(Saved data entries):
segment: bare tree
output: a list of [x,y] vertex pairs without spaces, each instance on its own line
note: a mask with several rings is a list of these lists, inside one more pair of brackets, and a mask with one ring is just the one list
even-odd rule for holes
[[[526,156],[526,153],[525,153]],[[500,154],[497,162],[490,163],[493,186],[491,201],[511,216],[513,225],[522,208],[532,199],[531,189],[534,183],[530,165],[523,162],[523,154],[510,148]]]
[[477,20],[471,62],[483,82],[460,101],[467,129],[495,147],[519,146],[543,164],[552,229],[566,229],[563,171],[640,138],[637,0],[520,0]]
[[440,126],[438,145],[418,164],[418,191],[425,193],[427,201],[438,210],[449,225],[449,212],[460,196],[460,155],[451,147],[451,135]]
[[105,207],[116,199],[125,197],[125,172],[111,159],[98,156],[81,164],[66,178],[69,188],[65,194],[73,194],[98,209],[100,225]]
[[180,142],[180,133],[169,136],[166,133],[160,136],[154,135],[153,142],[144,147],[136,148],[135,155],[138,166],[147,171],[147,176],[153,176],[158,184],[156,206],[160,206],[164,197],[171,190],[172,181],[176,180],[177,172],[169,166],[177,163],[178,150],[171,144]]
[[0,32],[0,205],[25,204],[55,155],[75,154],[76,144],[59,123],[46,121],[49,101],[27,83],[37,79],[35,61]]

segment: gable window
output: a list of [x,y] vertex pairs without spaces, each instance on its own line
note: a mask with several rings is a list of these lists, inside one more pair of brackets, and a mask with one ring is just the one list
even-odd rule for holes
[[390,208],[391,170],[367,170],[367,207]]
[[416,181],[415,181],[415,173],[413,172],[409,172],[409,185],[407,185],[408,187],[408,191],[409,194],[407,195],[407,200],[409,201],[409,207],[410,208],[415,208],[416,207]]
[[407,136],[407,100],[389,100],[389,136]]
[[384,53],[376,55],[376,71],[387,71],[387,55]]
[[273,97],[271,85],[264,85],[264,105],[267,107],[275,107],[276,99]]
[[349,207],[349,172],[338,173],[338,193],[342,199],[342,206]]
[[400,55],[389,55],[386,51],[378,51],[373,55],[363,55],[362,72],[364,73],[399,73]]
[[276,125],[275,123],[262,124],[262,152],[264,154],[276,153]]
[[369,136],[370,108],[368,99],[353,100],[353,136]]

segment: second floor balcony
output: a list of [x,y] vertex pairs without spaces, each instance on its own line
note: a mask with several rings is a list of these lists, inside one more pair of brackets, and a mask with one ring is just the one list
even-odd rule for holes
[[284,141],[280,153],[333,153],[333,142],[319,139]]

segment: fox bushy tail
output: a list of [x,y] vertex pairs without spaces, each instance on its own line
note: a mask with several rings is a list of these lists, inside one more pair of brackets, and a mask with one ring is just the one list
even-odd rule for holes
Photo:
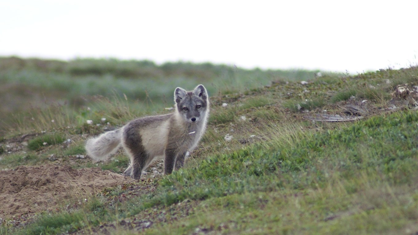
[[115,153],[120,146],[122,129],[108,131],[98,137],[87,140],[86,150],[92,159],[99,161],[108,158]]

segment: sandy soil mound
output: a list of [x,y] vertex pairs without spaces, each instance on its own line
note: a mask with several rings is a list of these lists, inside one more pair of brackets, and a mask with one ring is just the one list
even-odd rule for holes
[[0,218],[10,218],[56,208],[103,187],[132,181],[98,168],[73,169],[68,165],[20,166],[0,171]]

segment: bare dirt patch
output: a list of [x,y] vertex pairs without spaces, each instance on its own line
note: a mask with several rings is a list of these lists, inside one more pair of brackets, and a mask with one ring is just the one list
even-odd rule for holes
[[73,169],[69,165],[21,166],[0,171],[0,218],[7,219],[57,209],[61,203],[80,199],[104,187],[131,181],[99,168]]

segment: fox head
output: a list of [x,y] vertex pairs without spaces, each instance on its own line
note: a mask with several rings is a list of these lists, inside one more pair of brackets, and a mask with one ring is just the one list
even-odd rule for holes
[[199,85],[189,92],[180,87],[176,88],[174,101],[177,112],[189,123],[197,123],[207,117],[209,101],[207,92],[203,85]]

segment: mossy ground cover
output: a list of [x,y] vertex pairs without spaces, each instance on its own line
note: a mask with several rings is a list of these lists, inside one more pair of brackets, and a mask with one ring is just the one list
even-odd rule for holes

(EXERCISE DETAILS):
Please copy all of the data above line for line, leaving the pictures out of your answer.

(SOLUTION TO THIS PROBLEM):
segment: bare tree
output: a list of [x,y] vertex pairs without spaces, each instance on its own line
note: a mask with several rings is a list of these lists, inside one more pair of brackets, and a mask with one ring is just the one list
even-odd rule for holes
[[[526,156],[526,153],[525,153]],[[500,154],[497,162],[490,163],[493,186],[491,201],[511,216],[513,225],[522,208],[532,199],[531,189],[534,183],[530,165],[523,162],[523,154],[510,148]]]
[[477,20],[471,62],[483,82],[460,101],[467,129],[495,147],[519,146],[543,164],[552,229],[566,229],[563,171],[640,138],[637,0],[520,0]]
[[440,126],[438,145],[418,164],[418,191],[425,193],[427,201],[438,210],[449,225],[449,212],[460,196],[460,155],[451,147],[451,135]]
[[105,207],[116,199],[125,197],[125,172],[111,159],[98,156],[81,164],[66,178],[69,188],[65,194],[73,194],[98,209],[100,225]]
[[180,142],[180,133],[169,136],[166,133],[160,136],[154,135],[153,142],[144,147],[136,148],[135,155],[138,166],[147,171],[147,176],[153,176],[158,184],[156,206],[160,206],[164,197],[171,190],[172,181],[176,180],[177,172],[169,166],[177,163],[178,150],[171,144]]
[[0,32],[0,205],[25,204],[55,155],[75,154],[76,144],[59,123],[46,121],[49,101],[27,83],[37,79],[35,61]]

segment: gable window
output: a list of [x,y] vertex pairs without spaces, each instance on its own line
note: a mask with several rings is a list of these lists, inside one more pair of brackets, and a mask with one ring is just the one list
even-odd rule for holes
[[390,208],[391,170],[367,170],[367,207]]
[[416,181],[415,181],[415,173],[413,172],[409,172],[409,185],[407,185],[408,187],[408,191],[409,194],[407,195],[407,200],[409,201],[409,207],[410,208],[415,208],[416,207]]
[[407,136],[407,100],[389,100],[389,136]]
[[384,53],[376,55],[376,71],[387,71],[387,55]]
[[273,97],[271,85],[264,85],[264,105],[267,107],[275,107],[276,99]]
[[349,207],[349,172],[338,173],[338,193],[342,199],[342,206]]
[[400,55],[389,55],[386,51],[378,51],[373,55],[363,55],[362,72],[364,73],[399,73]]
[[276,125],[275,123],[262,124],[262,152],[264,154],[276,153]]
[[369,136],[370,108],[368,99],[353,100],[353,136]]

segment: second floor balcony
output: a list of [x,y] vertex pairs without spaces, each instance on its own line
note: a mask with several rings is a list of these lists, inside one more pair of brackets, and a mask with one ring is just the one list
even-odd rule for holes
[[284,141],[280,153],[333,153],[333,142],[319,139]]

segment: fox bushy tail
output: a list of [x,y] vertex pairs without spaces, each instance on its own line
note: a mask with several rings is a list of these lists, inside one more pair of brackets, and a mask with one ring is just the one list
even-odd rule for holes
Photo:
[[115,153],[120,146],[122,129],[108,131],[98,137],[87,140],[86,150],[92,159],[99,161],[108,158]]

segment: sandy soil mound
output: a list of [x,y] vertex pairs without spaces, each instance on its own line
note: a mask with several rings is a list of these lists, inside one more pair of brackets, and a mask with one ring is just the one list
even-odd rule for holes
[[0,218],[10,218],[56,208],[103,187],[132,181],[98,168],[73,169],[68,165],[20,166],[0,171]]

segment: bare dirt patch
output: a list of [x,y] vertex pairs without spaces, each instance on its own line
note: a mask with several rings is a list of these lists, inside one more pair of brackets, and a mask with one ring is just the one list
even-odd rule for holes
[[73,169],[69,165],[21,166],[0,171],[0,218],[7,219],[57,209],[61,203],[80,199],[104,187],[131,181],[99,168]]

segment: fox head
output: a list of [x,y] vertex pairs without spaces, each instance on its own line
note: a mask with several rings is a list of these lists, inside one more pair of brackets, and a mask with one ring is just the one list
even-odd rule for holes
[[199,85],[189,92],[180,87],[176,88],[174,101],[177,112],[189,123],[197,123],[207,117],[209,101],[207,92],[203,85]]

segment: mossy ground cover
output: a list of [x,y] vertex pairs without spaces, each instance on its own line
note: a mask with several rings is a list of these lists, inside one more pair of brackets, and a mask with one ring is just the one list
even-odd rule for holes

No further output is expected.